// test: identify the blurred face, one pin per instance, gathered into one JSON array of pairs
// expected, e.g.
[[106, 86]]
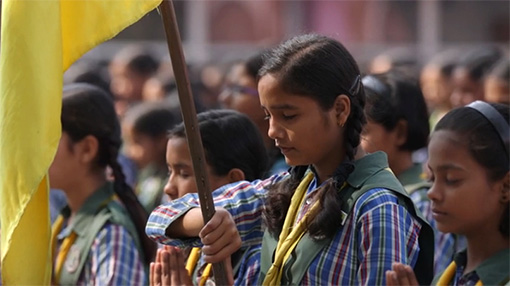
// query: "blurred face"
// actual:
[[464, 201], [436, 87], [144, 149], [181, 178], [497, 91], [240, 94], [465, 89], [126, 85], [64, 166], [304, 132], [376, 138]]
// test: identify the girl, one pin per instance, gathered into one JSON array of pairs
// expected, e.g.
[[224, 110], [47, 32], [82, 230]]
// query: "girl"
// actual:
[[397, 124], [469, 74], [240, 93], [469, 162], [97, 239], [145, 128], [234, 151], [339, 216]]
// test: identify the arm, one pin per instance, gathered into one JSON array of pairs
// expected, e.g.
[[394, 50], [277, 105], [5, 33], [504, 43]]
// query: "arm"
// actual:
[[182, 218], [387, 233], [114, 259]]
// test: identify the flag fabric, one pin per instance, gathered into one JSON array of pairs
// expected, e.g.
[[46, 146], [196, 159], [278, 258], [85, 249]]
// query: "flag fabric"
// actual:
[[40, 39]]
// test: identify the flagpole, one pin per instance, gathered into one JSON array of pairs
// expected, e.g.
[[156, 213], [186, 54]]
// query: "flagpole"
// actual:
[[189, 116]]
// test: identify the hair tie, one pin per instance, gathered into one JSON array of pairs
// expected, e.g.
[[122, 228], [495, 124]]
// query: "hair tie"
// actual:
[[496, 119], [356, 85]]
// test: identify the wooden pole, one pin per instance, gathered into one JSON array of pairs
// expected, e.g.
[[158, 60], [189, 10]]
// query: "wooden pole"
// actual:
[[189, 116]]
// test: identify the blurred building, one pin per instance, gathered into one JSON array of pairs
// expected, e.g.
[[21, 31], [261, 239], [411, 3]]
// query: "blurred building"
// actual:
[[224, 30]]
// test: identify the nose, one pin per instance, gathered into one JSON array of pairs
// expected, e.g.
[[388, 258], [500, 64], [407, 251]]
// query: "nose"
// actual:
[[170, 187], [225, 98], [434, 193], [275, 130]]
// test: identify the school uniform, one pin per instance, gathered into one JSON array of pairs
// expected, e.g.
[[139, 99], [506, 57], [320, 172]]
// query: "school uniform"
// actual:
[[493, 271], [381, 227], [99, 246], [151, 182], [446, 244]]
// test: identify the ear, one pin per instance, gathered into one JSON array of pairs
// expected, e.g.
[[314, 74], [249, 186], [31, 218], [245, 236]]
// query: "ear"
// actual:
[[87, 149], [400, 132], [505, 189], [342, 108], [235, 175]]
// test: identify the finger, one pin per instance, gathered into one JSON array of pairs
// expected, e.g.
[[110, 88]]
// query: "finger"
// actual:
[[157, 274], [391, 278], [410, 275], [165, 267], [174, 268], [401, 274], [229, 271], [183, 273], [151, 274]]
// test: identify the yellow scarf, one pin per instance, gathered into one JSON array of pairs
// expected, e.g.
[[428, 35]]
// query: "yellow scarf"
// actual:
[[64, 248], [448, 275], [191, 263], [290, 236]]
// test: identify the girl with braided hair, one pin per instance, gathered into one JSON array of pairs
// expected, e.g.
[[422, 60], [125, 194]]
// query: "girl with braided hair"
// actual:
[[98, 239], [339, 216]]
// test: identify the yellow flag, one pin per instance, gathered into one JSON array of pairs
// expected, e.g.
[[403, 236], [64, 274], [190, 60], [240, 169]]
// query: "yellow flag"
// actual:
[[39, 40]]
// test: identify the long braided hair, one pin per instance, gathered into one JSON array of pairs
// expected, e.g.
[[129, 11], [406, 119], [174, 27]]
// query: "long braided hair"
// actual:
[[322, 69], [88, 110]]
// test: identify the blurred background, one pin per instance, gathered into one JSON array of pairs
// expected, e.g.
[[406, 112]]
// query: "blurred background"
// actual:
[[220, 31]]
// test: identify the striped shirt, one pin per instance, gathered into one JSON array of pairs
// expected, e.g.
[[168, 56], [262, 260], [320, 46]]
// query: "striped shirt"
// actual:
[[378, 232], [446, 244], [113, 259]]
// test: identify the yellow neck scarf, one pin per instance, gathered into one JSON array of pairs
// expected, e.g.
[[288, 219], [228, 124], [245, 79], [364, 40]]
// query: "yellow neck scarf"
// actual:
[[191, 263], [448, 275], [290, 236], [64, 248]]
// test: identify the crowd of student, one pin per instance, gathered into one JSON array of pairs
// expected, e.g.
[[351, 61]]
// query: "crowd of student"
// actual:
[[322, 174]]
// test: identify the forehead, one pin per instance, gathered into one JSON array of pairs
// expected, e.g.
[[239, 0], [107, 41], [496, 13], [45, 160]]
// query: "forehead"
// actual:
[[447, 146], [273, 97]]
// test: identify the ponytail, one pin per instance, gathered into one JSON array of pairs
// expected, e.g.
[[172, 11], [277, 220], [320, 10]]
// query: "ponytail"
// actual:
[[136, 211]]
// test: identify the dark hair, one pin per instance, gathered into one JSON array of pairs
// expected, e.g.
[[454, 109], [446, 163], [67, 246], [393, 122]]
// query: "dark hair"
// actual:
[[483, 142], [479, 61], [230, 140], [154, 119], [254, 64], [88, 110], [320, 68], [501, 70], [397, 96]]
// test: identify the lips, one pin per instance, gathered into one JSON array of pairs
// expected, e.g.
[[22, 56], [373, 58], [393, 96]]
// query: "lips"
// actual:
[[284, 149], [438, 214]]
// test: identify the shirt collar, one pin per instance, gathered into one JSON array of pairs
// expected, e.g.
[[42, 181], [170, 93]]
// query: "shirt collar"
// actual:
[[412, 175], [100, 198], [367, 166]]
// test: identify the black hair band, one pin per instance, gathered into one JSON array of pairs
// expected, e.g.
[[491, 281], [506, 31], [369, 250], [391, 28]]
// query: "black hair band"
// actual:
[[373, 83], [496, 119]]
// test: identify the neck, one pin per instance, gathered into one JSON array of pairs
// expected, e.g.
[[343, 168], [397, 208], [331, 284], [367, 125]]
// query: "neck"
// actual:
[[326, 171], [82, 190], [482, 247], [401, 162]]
━━━━
Print the material again word for word. Please drop every picture.

RESPONSE TO THIS TASK ▸
// test: identify the blurred face, one pin per instance, gathered into one JSON array of pairs
// expected, e.g.
[[106, 86]]
// query: "blurred face"
// actual:
[[464, 201], [436, 87], [144, 149], [181, 178], [497, 91], [240, 94], [465, 89], [126, 85], [64, 166], [304, 132], [376, 138]]
// test: identify the girl, one pin per instance, gathered into one JSON array of pairs
// expected, e.g.
[[224, 110], [47, 32], [82, 230]]
// query: "girl"
// actual:
[[397, 124], [469, 74], [240, 93], [469, 162], [97, 239], [145, 128], [234, 151], [339, 216]]
// test: identify the arm, one pin per instance, gathered into one JSON array of pairs
// expected, e.g.
[[394, 50], [277, 105], [5, 33], [504, 43]]
// query: "arm"
// actual:
[[182, 218], [387, 233], [114, 259]]
// test: identify the flag fabric, one pin per instance, gathered into one JSON array of pairs
// expected, e.g.
[[46, 146], [196, 159], [278, 258], [85, 249]]
// query: "flag fabric"
// actual:
[[40, 39]]
// test: identify the flagpole, one pin per instance, gathered into one JSON array of pairs
// expected, e.g.
[[156, 213], [186, 54]]
// query: "flagpole"
// actual:
[[189, 116]]
// test: identify the hair tie, one pin per instance, gathered into one JSON array of pairs
// expected, e.g.
[[122, 228], [495, 124]]
// query: "hair tie"
// actual:
[[496, 119], [356, 85]]
// test: identify the wooden pole, one pin per instance, gathered into one JSON array of pairs
// expected, e.g.
[[158, 60], [189, 10]]
// query: "wooden pole"
// actual:
[[189, 116]]
// test: identify the blurred building, one pin per instance, gathered into one JSON array of pairs
// expected, e.g.
[[21, 31], [261, 239], [411, 3]]
// query: "blurred building"
// actual:
[[224, 30]]
// test: identify the nose, one pin per instance, gathered into one JSON array of pairs
// expected, e.g.
[[388, 258], [500, 64], [407, 251]]
// query: "nose"
// actual:
[[170, 187], [225, 98], [434, 193], [275, 130]]
// test: identify the school uniform, one pin per instance, gathered into one JSON array of pairs
// expected, e.g.
[[139, 99], [506, 57], [320, 172]]
// query: "school uniform"
// actual:
[[493, 271], [381, 227], [99, 246], [151, 182], [446, 244]]
// test: identify the ear, one pin per instance, gathered into one JSON array of pairs
// expected, e.g.
[[314, 74], [249, 186], [31, 218], [245, 236]]
// query: "ear"
// actual:
[[87, 149], [400, 132], [505, 189], [342, 108], [235, 175]]
// test: identify the finger, one pin per instance, gathered into one JSON array of pairs
// expected, e.g.
[[110, 88]]
// query: "finger"
// actual:
[[157, 274], [391, 278], [410, 275], [165, 267], [174, 268], [401, 274], [229, 271], [183, 273], [151, 274]]
// test: identify the yellow scarf, one pin per instance, gathered into one JSON array of pairs
// expected, e.g.
[[428, 35]]
// query: "yellow scarf"
// actual:
[[64, 248], [448, 275], [191, 263], [290, 236]]
// test: identify the girl with braided hair, one pin per instance, gathered into one JSON array of pairs
// expected, e.g.
[[422, 60], [125, 194]]
// query: "girl with braided hair"
// actual:
[[98, 239], [339, 216]]
// test: identify the yellow flag, one pin per instance, gathered into one JSON array of pairs
// expected, e.g.
[[403, 236], [64, 274], [190, 60], [240, 169]]
// query: "yellow flag"
// actual:
[[39, 40]]
// test: identify the long braided hair, one pin per instance, gathered into one JSON array of pairs
// expected, e.g.
[[129, 11], [406, 119], [174, 27]]
// query: "long braided hair"
// actual:
[[322, 69], [88, 110]]
// test: identify the blurred background, one pin per instance, gathered into one JSON array of pairs
// expected, e.g.
[[406, 112]]
// query: "blurred background"
// actual:
[[220, 31]]
// test: identify the striped shirt, one pin per instance, gathered into one JSON array of pairs
// expected, e.g.
[[168, 56], [262, 260], [320, 46]]
// query: "striped shirt"
// actual:
[[378, 232], [446, 244], [113, 259]]
// test: identify the yellow neck scarf, one pin per instance, gathered into one JSON array of pairs
// expected, e.g.
[[288, 219], [228, 124], [245, 79], [364, 40]]
// query: "yellow neck scarf"
// actual:
[[191, 263], [448, 275], [290, 236], [64, 248]]
// test: identify the crowd of student, one pin per instance, gathered into one JSON array of pairs
// expected, e.g.
[[351, 61]]
// query: "crowd of student"
// actual:
[[322, 174]]
// test: identify the forehead, one pin per instance, gathered into one JSON array of pairs
// expected, e.g.
[[239, 0], [107, 41], [496, 13], [45, 160]]
// query: "forehead"
// actual:
[[447, 146], [273, 97]]
// test: identify the ponytail, one pin per instance, gathered into one JSON array of pairs
// expected, e.g.
[[172, 11], [277, 220], [320, 10]]
// query: "ponytail"
// actual:
[[136, 211]]
// test: identify the dark hair, one pin per instance, gathered into one JSON array of pairs
// expected, e.g.
[[454, 109], [446, 163], [67, 246], [393, 122]]
// query: "dark hair"
// actual:
[[483, 142], [479, 61], [230, 140], [154, 119], [254, 64], [88, 110], [320, 68], [501, 70], [397, 96]]
// test: identify the lips, one pin per instance, gathered into one JSON array of pairs
// expected, e.g.
[[22, 56], [373, 58], [393, 96]]
// query: "lips"
// actual:
[[284, 149], [438, 214]]
// test: identify the shirt collar, one pin per instance, gathered into one JSON array of pairs
// expected, e.g.
[[42, 181], [170, 93]]
// query: "shirt collar"
// actual:
[[412, 175], [100, 198], [367, 166]]
// test: identify the black hair band, one pin per instance, gathered into one JSON array of pairs
// expected, e.g.
[[491, 281], [506, 31], [369, 250], [391, 28]]
// query: "black hair band"
// actual:
[[373, 83], [496, 119]]
// test: identify the neck, one pin per instance, gathered into one JSON array of pairs
// expected, e.g.
[[343, 168], [397, 208], [331, 284], [367, 125]]
// query: "neck"
// actual:
[[326, 171], [82, 190], [482, 247], [401, 162]]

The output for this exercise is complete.